### SET TASKS
**A)** Set down the passage from the safetensors loading thread word for word, starting at "FYI my webui" and ending at "network mounted device.".
**B)** According to the safetensors loading thread, why is reading the whole file better in the poster's case?
**C)** Write what comes next in the safetensors loading thread, picking up after its final sentence.

### PAGE EXCERPT
-----
Weights loaded in 18.0s (load weights from disk: 17.0s, apply weights to model: 0.3s, move model to device: 0.5s).

So is that something you can fix in safetensors or do we need some option in webui to allow alternative loading method?

FYI my webui is running on Ubuntu 20.04 inside WSL2 on Windows 11 (so it's not directly Windows, but accessing Windows drivers).

Jun 15 '23 17:06 dhwz

So is that something you can fix in safetensors or do we need some option in webui to allow alternative loading method?

Unfortunately, this might be a WSL/Windows things, not really a safetensors (or webui) thing. It would be the same if you had a network mounted device.

MMAP (the first load method) can be pretty much instant (like 100us) to load on CPU, while the second load(open().read()) is going to be pretty much slow (the least work, is the OS allocating and feeding your the file into the process memory).

So on devices that support mmap, mmap is just always better (since it can skip giving memory to user space, and directly map kernel pages for instance). That being said, mmap can potentially issue a lot more reads if this property is not upholded (which definitely can be the case in WSL, since linux/Windows most likely work differently). There is no way to know about that within safetensors nor webui (afaik).

reading the whole file is better in your case, because you're essentially issuing a single read which plays better when the overhead is bad.

I think having a flag within webui to switch loading methods could be a things (so users than benefit the mmap speed can keep having it, and you can opt-out to not suffer on your platform). If there's a way to detect WSL and WSL is the issue, maybe they can set a better default. In general in safetensors this is not possible, because mounted network disks also exists and for that I'm sure there's no way to detect (since well the goal of mounteded network disks is to pretend to be regular disks) and for that you just need to use the non mmap version.
-----
### GIVEN INFORMATION
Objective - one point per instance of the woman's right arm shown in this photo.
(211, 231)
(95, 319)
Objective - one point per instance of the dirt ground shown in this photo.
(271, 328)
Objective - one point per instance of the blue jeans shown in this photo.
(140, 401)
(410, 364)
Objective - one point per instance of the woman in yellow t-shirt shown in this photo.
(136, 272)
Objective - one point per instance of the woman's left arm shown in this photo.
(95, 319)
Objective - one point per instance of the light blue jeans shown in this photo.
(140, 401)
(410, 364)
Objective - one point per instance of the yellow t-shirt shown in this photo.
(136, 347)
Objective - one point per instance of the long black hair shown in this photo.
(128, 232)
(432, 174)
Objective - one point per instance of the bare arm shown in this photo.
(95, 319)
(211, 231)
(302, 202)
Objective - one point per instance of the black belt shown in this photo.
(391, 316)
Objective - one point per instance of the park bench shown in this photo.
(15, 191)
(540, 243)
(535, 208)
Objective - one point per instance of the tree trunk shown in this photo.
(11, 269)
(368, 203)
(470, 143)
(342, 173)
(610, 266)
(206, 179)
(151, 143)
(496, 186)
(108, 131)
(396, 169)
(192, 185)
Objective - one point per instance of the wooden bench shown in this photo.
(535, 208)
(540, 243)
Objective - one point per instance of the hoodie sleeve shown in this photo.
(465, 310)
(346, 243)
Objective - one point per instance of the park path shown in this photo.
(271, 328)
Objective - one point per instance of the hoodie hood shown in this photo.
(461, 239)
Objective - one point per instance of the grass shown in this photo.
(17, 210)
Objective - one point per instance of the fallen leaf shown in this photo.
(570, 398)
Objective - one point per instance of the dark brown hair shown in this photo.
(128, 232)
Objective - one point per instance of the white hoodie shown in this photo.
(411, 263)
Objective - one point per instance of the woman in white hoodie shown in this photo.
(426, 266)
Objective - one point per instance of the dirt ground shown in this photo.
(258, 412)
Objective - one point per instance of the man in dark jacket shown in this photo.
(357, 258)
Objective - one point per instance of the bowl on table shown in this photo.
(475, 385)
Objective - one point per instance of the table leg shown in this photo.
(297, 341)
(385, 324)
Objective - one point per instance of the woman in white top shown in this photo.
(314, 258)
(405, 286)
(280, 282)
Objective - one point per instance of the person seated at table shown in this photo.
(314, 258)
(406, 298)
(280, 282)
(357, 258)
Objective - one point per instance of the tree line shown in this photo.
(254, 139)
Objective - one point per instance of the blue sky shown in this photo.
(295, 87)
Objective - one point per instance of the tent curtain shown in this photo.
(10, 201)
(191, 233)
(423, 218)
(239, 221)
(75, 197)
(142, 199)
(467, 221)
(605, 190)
-----
### THE RESULTS
**A)**
FYI my webui is running on Ubuntu 20.04 inside WSL2 on Windows 11 (so it's not directly Windows, but accessing Windows drivers).

Jun 15 '23 17:06 dhwz

So is that something you can fix in safetensors or do we need some option in webui to allow alternative loading method?

Unfortunately, this might be a WSL/Windows things, not really a safetensors (or webui) thing. It would be the same if you had a network mounted device.

**B)** Because it issues a single read, which plays better when the overhead is bad.

**C)**
Jun 16 '23 13:06 Narsil

ok thx, no problem I've created a PR hope it gets accepted

@Sakura-Luna so can we please agree on this that it is a bug and I've added a PR for it https://github.com/AUTOMATIC1111/stable-diffusion-webui/pull/11260

Jun 16 '23 16:06 dhwz

Adding -lowram fixed slow loading for me a while ago, removed it recently to test and they loaded slower, this is without WSL too. I have 64GB of RAM and a 3080 12GB, maybe it's some weird Windows memory mapping issue and having more RAM above a certain amount makes them load slower, for whatever reason.

Jun 16 '23 21:06 freecoderwaifu

Interesting I've also 64GB The proposed PR fixes it without the need to set --lowram

Jun 16 '23 21:06 dhwz

so can we please agree on this that it is a bug and I've added a PR for it #11260

This should be regarded as a defect introduced upstream.

There was a PR about this before, but it was closed.

Jun 17 '23 06:06 Sakura-Luna

@freecoderwaifu I've tried the --lowram option but doesn't fix my issue it's still slow after enabling it.

Jun 18 '23 09:06 dhwz

These are my changes in the webui-user.bat set COMMANDLINE_ARGS= --xformers --no-hashing --opt-channelslast --no-download-sd-model --lowram set SAFETENSORS_FAST_GPU=1

set safetensors is a big speedup too.

Average load speed for me: Weights loaded in 11.4s (load weights from disk: 10.1s, apply weights to model: 0.5s, load VAE: 0.4s, move model to device: 0.4s).

Without both --lowram and set SAFETENSORS_FAST_GPU=1 it goes above 1 minute, sometimes close to 2.

It's still good you're addressing it with your PR, since I'm not sure what else --lowram affects aside from forcing models to load to VRAM as per the description in the wiki, haven't had any other issues since using it so I don't really know.

Jun 18 '23 20:06 freecoderwaifu

set SAFETENSORS_FAST_GPU=1

This one shouldn't have any effect for version > 0.3.0 anymore... odd.

Jun 19 '23 08:06 Narsil

Fixed in dev after merge of the PR (14196548c55dfe4775c96bdb939ce1a150933393)

Jun 27 '23 06:06 dhwz

Still not fixed for me in v1.5.1 I have to use --lowram despite having 64 Gb of DDR5 memory, otherwise switching between .safetensor checkpoints takes ~70s, 60s+ of this time applying weights to model. With --lowram switching takes ~1.5s applying weights to model in 0.3s. I'm using 13900k and RTX 4090 if this matters.

Jul 27 '23 22:07 63OR63

The issue seems to stem from WSL and memory mapping not playing along very well:

https://github.com/AUTOMATIC1111/stable-diffusion-webui/issues/11216

Can you confirm ?

Jul 28 '23 07:07 Narsil

I initially thought it's a WSL issue but it's a general Windows issue as it's also happening without WSL.

Jul 28 '23 07:07 dhwz

Does item 2 from here https://github.com/AUTOMATIC1111/stable-diffusion-webui/issues/11216#issuecomment-1593378136 help ?

If so it's definitely a memory map issue, but what's really odd is that I'm never able to reproduce it (I'm using Windows in the cloud because I don't own any such machine anymore :( )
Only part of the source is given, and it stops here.